EXERCISE: Filter the records down to the lines that hold the word "jeans", and copy each of those lines.

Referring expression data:
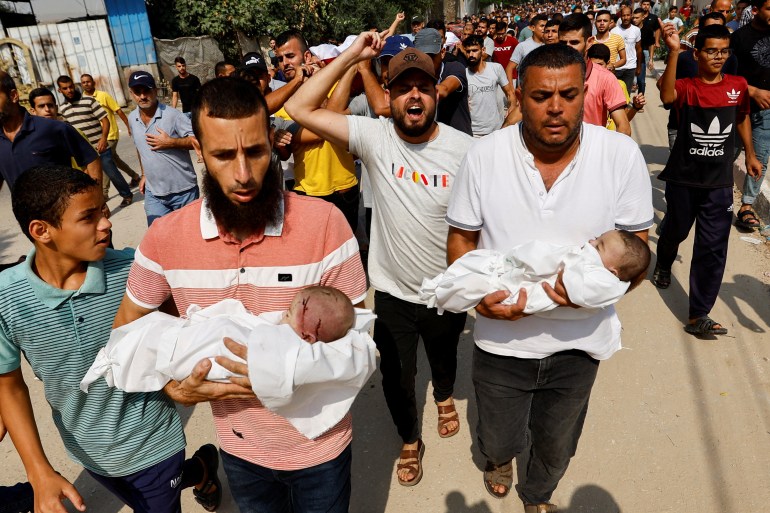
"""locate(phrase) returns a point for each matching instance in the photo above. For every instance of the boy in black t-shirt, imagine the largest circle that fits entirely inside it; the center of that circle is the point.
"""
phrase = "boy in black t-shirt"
(710, 109)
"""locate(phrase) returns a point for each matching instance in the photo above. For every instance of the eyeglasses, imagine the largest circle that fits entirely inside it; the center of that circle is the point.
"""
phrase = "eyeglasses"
(713, 52)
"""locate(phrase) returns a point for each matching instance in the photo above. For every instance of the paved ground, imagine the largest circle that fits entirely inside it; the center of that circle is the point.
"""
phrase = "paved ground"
(676, 424)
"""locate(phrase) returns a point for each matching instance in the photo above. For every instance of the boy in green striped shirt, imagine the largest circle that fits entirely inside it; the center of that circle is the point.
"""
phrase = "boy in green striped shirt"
(58, 308)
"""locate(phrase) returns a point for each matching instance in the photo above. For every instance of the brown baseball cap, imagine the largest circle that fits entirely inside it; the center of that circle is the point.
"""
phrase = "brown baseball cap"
(411, 58)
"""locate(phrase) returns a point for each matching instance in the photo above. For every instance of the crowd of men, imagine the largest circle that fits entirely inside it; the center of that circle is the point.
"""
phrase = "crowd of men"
(482, 133)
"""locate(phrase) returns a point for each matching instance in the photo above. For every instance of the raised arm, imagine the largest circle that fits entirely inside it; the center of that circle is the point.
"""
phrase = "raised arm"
(305, 106)
(667, 82)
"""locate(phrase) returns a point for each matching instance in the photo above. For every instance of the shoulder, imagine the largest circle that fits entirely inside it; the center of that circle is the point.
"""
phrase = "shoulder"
(10, 278)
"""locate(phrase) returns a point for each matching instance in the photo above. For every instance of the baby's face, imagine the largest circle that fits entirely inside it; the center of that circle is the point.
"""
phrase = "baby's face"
(611, 249)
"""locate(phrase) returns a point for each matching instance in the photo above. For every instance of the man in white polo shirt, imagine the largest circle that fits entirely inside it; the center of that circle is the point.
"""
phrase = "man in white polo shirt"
(551, 178)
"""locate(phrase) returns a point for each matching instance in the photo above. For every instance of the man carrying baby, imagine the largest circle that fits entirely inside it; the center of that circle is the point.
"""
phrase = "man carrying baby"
(248, 240)
(553, 178)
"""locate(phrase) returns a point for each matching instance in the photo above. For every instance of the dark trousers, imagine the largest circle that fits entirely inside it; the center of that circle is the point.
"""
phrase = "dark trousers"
(347, 202)
(324, 488)
(544, 399)
(156, 489)
(710, 210)
(18, 498)
(397, 330)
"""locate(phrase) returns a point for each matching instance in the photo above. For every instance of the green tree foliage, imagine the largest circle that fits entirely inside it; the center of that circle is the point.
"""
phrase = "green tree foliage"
(319, 20)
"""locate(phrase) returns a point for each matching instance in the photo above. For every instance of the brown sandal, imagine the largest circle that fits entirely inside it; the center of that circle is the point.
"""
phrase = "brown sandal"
(449, 415)
(414, 467)
(498, 475)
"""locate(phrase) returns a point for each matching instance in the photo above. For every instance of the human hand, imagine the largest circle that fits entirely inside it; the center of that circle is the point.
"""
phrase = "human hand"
(491, 306)
(50, 491)
(670, 36)
(761, 97)
(281, 138)
(160, 141)
(368, 45)
(240, 369)
(558, 292)
(196, 388)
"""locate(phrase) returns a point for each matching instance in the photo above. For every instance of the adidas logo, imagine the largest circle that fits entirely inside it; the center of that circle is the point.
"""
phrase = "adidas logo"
(711, 140)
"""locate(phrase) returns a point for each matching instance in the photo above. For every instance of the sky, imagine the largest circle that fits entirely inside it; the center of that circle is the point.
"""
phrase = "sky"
(55, 10)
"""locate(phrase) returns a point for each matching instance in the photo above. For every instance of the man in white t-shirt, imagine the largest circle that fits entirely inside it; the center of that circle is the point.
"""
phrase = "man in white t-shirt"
(484, 79)
(634, 56)
(412, 161)
(537, 24)
(555, 179)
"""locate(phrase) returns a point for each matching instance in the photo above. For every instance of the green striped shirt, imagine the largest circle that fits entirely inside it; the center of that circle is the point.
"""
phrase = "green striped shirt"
(108, 431)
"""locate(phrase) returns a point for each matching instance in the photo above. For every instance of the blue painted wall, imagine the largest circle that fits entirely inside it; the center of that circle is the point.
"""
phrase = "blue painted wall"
(130, 29)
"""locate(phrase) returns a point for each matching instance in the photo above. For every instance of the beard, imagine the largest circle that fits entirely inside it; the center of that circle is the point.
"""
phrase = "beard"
(410, 130)
(246, 218)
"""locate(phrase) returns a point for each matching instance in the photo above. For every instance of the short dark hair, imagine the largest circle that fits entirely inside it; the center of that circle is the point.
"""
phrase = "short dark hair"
(220, 67)
(579, 22)
(6, 83)
(43, 193)
(39, 93)
(712, 16)
(711, 32)
(552, 57)
(636, 259)
(599, 51)
(227, 98)
(473, 40)
(287, 35)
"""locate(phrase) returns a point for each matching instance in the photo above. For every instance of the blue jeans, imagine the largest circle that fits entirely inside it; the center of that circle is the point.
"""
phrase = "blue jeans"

OUTPUT:
"""locate(phrase) returns a point for each matching instance in the photo above. For every instance of the blue jeans, imagine the largest circle that fits entirely inside it; the center of that circle is the point.
phrase = "blue jeans"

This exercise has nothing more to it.